Problem statement:
Write out the data in full, exactly as shown.

Records from a data collection:
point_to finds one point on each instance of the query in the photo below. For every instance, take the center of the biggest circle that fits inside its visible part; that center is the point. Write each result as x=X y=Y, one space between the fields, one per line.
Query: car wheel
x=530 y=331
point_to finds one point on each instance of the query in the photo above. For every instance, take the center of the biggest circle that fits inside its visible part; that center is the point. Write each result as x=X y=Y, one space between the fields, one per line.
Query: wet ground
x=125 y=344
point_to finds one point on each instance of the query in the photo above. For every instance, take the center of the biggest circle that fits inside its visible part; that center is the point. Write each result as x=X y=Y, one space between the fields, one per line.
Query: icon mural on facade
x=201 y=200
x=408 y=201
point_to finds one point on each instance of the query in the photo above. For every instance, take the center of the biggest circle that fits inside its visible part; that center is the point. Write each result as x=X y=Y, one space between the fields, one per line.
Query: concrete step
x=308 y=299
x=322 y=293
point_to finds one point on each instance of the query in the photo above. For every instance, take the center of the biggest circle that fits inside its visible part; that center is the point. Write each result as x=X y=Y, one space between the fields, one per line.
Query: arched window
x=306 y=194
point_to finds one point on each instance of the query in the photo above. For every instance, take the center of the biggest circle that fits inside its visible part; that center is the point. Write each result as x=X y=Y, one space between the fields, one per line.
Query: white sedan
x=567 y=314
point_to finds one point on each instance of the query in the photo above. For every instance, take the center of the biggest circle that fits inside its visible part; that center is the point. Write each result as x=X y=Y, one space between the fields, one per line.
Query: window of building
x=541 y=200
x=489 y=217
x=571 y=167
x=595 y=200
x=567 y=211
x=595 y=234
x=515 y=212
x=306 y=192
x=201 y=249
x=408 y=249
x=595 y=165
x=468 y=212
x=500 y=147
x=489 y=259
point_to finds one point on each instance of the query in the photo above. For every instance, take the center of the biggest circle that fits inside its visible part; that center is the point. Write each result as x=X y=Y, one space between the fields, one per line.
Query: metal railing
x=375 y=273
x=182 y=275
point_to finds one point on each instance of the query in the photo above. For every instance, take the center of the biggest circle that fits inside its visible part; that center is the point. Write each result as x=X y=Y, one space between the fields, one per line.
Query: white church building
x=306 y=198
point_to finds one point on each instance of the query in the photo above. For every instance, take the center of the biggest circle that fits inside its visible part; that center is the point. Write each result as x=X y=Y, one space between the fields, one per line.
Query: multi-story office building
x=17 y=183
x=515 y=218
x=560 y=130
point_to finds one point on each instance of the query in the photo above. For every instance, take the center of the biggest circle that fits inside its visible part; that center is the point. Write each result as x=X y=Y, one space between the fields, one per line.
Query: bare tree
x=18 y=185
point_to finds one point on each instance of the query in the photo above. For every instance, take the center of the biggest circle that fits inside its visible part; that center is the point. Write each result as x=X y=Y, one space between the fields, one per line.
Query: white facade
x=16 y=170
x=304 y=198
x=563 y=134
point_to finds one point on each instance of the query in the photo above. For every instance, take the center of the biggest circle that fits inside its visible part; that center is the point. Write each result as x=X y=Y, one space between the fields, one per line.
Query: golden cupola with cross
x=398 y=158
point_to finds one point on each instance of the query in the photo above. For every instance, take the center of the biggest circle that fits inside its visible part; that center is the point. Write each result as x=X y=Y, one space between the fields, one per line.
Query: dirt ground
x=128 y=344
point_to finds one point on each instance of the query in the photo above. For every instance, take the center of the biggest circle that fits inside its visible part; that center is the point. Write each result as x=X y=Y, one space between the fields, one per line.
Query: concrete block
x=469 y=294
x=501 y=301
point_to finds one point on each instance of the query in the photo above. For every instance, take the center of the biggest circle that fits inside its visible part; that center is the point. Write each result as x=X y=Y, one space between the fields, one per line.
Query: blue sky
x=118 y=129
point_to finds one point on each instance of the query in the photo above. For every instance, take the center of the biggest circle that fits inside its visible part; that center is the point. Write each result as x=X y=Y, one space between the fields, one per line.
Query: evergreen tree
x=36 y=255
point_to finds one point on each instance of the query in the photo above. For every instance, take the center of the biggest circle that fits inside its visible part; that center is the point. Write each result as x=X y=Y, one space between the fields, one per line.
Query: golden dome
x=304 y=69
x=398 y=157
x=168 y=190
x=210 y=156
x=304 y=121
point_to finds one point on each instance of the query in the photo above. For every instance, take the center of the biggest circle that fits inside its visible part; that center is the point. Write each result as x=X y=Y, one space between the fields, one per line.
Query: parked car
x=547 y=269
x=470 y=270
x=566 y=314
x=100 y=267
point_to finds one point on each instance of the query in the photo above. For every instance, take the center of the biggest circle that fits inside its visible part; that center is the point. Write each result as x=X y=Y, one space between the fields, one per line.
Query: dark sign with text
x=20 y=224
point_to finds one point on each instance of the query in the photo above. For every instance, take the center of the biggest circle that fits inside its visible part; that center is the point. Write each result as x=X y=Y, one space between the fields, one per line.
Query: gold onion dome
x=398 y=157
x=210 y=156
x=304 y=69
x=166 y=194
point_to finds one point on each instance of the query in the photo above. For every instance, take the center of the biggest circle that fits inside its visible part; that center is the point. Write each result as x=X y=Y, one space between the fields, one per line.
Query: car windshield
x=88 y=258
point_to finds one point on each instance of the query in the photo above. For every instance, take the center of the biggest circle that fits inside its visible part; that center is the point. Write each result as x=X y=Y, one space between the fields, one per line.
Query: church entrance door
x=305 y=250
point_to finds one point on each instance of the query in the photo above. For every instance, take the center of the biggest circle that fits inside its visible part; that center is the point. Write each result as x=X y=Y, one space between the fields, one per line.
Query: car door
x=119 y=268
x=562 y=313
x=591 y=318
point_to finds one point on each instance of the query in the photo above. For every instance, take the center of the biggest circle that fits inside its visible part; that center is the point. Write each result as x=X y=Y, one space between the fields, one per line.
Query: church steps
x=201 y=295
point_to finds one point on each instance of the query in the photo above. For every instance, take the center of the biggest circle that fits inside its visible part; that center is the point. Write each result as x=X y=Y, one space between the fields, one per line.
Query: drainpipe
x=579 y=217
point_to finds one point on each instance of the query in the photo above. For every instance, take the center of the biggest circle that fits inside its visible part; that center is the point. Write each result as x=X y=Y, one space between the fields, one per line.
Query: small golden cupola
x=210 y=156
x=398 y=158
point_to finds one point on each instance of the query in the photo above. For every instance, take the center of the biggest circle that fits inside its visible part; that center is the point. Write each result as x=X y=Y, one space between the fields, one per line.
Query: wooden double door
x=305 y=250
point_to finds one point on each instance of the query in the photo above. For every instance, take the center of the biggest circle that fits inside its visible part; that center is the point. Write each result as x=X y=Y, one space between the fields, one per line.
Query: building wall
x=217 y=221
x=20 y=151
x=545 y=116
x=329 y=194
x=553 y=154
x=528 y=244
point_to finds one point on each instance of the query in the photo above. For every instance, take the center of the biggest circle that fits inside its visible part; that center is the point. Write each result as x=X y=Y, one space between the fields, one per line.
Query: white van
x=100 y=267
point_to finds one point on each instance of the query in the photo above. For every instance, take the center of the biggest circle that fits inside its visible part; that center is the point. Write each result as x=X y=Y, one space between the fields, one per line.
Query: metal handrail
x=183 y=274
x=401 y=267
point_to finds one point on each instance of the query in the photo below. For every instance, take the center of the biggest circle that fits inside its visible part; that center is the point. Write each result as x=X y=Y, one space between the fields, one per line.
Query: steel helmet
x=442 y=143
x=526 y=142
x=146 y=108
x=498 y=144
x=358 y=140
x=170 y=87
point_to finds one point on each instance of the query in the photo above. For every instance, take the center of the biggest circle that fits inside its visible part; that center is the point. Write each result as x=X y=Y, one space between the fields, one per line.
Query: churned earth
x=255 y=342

Exercise response:
point_to finds one point on each instance of the query in the photo below. For every instance, take the center of the biggest circle that fits inside its visible part; that center is the point. Write each result as x=X y=Y, one space between the fields, one per line.
Query: car wheel
x=530 y=331
point_to finds one point on each instance of the query in the photo above. For every instance, take the center of the biggest circle that fits inside its visible part; that center is the point. Write each result as x=X y=Y, one space between the fields, one per line.
Query: wet ground
x=125 y=344
point_to finds one point on each instance of the query in the photo above. For every instance, take the center of the biggest circle that fits inside its visible part; that center is the point. Write each result as x=X y=Y, one space between the fields, one per line.
Query: icon mural on facade
x=201 y=200
x=408 y=201
point_to finds one point on each instance of the query in the photo above. For every instance, take the center of the biggest circle that fits inside its visible part; that center is the point. Write each result as x=X y=Y, one space between the fields, one per line.
Query: concrete step
x=308 y=299
x=322 y=293
point_to finds one point on each instance of the query in the photo above. For every instance, take the center of the biggest circle that fits inside its visible part; that center is the point. Write each result as x=X y=Y, one space between the fields, one per line.
Query: arched window
x=306 y=194
point_to finds one point on each instance of the query in the photo above. For every instance, take the center of the biggest circle that fits inside its visible part; that center is the point. Write each result as x=X y=Y, one space between the fields, one per line.
Query: white sedan
x=567 y=314
point_to finds one point on each instance of the query in the photo above. For every instance, take the center of the biggest circle that fits inside its visible part; that center is the point. Write each result as x=X y=Y, one space between the fields, one per line.
Query: window of building
x=541 y=200
x=489 y=217
x=571 y=167
x=595 y=200
x=567 y=211
x=595 y=234
x=515 y=212
x=306 y=192
x=201 y=249
x=408 y=249
x=595 y=165
x=468 y=212
x=500 y=147
x=489 y=259
point_to finds one point on each instance of the query in the photo above. For every instance, take the center of the biggest circle that fits inside its visible part; that center is the point. Write each result as x=X y=Y, one space between the fields, one per line.
Query: metal railing
x=375 y=273
x=182 y=275
point_to finds one point on each instance of the query in the photo above. For every instance, take the center of the biggest circle that fits inside its visible part; that center is the point. Write each result as x=X y=Y, one space between the fields, one per line.
Query: white church building
x=306 y=198
point_to finds one point on each instance of the query in the photo above. For every instance, take the center of the biggest circle that fits inside its visible part; that center is the point. Write each result as x=X y=Y, one space between the fields, one per line.
Query: multi-story office building
x=17 y=183
x=515 y=218
x=560 y=130
point_to finds one point on each instance of the query in the photo above. For every instance, take the center of the biggest circle that fits inside its visible part; that center is the point. Write each result as x=X y=Y, one space between the fields, one per line.
Query: bare tree
x=18 y=185
point_to finds one point on each instance of the query in the photo above. For every instance, take the center of the biggest circle that fits inside its visible part; that center is the point. Write each result as x=X y=Y, one space between the fields, one per line.
Query: white facade
x=16 y=170
x=304 y=198
x=563 y=134
point_to finds one point on each instance of the query in the photo above. For every instance, take the center of the biggest circle that fits inside its visible part; that center is the point. Write each result as x=X y=Y, one space between the fields, one per line.
Query: golden cupola with cross
x=398 y=158
point_to finds one point on each instance of the query in the photo above. For every instance, take the center of the biggest circle that fits inside its visible part; that center is the point. Write each result as x=X y=Y, one space between the fields, one per line.
Query: dirt ground
x=128 y=344
point_to finds one point on each instance of the query in the photo above. For every instance, take the center of the biggest circle that fits inside its visible part; that center is the point. Write each result as x=X y=Y, one space between the fields, one per line.
Query: concrete block
x=469 y=294
x=501 y=301
point_to finds one point on each instance of the query in the photo above. For every instance, take the center of the biggest circle that fits inside its visible part; that center is the point. Write each result as x=X y=Y, one space between the fields, one per line.
Query: blue sky
x=118 y=129
point_to finds one point on each instance of the query in the photo above. For every instance, take the center of the biggest circle that fits inside its visible part; that center is the point. Write each result as x=X y=Y, one space between the fields, one per line.
Query: evergreen tree
x=36 y=255
point_to finds one point on each instance of the query in the photo above. For every instance, take the center of the biggest circle that fits inside its visible part; that center is the point. Write each result as x=X y=Y, one space between the fields, one per line.
Query: golden dome
x=304 y=69
x=398 y=157
x=168 y=190
x=210 y=156
x=304 y=121
point_to finds one point on each instance of the query in the photo above. For every instance, take the center of the biggest circle that fits inside its visible part; that center is the point. Write each result as x=X y=Y, one space between the fields, one per line.
Query: parked car
x=547 y=269
x=470 y=270
x=566 y=314
x=100 y=267
point_to finds one point on each instance of the query in the photo above. For every instance, take the center of the biggest circle that fits inside its visible part; that center is the point. Write each result as x=X y=Y, one space between the fields, one per line.
Query: dark sign with text
x=20 y=224
point_to finds one point on each instance of the query in the photo above. For every instance, take the center of the biggest circle that fits inside its visible part; that center is the point. Write each result as x=X y=Y, one space between the fields, one per line.
Query: gold onion dome
x=398 y=157
x=210 y=156
x=304 y=69
x=166 y=194
point_to finds one point on each instance of the query in the photo above. For every instance, take the center of the biggest circle that fits inside its visible part; that center is the point. Write each result as x=X y=Y, one space between the fields, one per line.
Query: car windshield
x=88 y=258
point_to finds one point on each instance of the query in the photo above. For every instance, take the center of the biggest circle that fits inside its visible part; that center is the point. Write each result as x=X y=Y, one space between the fields, one per line.
Query: church entrance door
x=305 y=250
point_to finds one point on each instance of the query in the photo above. For every instance, take the center of the biggest circle that fits inside its visible part; that center is the point. Write each result as x=X y=Y, one space between the fields, one per line.
Query: car door
x=119 y=268
x=562 y=313
x=591 y=318
point_to finds one point on each instance of the query in the photo above. For every instance, take the center of the biggest circle that fits inside its visible part; that center is the point. Write each result as x=X y=Y, one space between the fields, one per line.
Query: church steps
x=201 y=295
point_to finds one point on each instance of the query in the photo above. For every instance, take the center of the biggest circle that fits inside its visible part; that center is the point. Write each result as x=X y=Y, one space between the fields, one per line.
Query: drainpipe
x=579 y=217
point_to finds one point on each instance of the query in the photo above. For every instance, take the center of the biggest circle that fits inside its visible part; that center is the point. Write each result as x=X y=Y, one space between the fields, one per line.
Query: small golden cupola
x=210 y=156
x=398 y=158
point_to finds one point on each instance of the query in the photo above. For every instance, take the center of the biggest circle that fits inside its visible part; that center is the point. Write each result as x=X y=Y, one space between the fields, one per line.
Query: wooden double door
x=305 y=250
point_to finds one point on each instance of the query in the photo above. For every instance, take the center of the biggest circle that fits inside its visible part; that center is the point. Write each result as x=X y=Y, one space between the fields, one per line.
Query: building wall
x=217 y=221
x=20 y=151
x=545 y=116
x=329 y=194
x=553 y=154
x=528 y=244
point_to finds one point on each instance of the query in the photo above. For every instance, take the center of the biggest circle that fits inside its visible part; that center is the point. Write each result as x=X y=Y, one space between the fields, one per line.
Query: white van
x=100 y=267
point_to finds one point on each instance of the query in the photo above. For every instance, take the center of the biggest circle that fits inside its visible part; that center is the point. Write each result as x=X y=Y, one space between the fields, one per line.
Query: metal handrail
x=183 y=274
x=401 y=267
point_to finds one point on each instance of the query in the photo below. For every instance, take the center of the biggest circle that fits inside its visible part; that center is the point. Write each result as x=X y=Y, one space between the fields, one per line.
Query: steel helmet
x=442 y=143
x=526 y=142
x=146 y=108
x=498 y=144
x=358 y=140
x=170 y=87
point_to finds one point on each instance of the query in the photo above. For every instance, take the center of the biggest circle that fits inside its visible part; that center is the point. Write each result as x=X y=Y, one space between the fields, one per line.
Query: churned earth
x=255 y=342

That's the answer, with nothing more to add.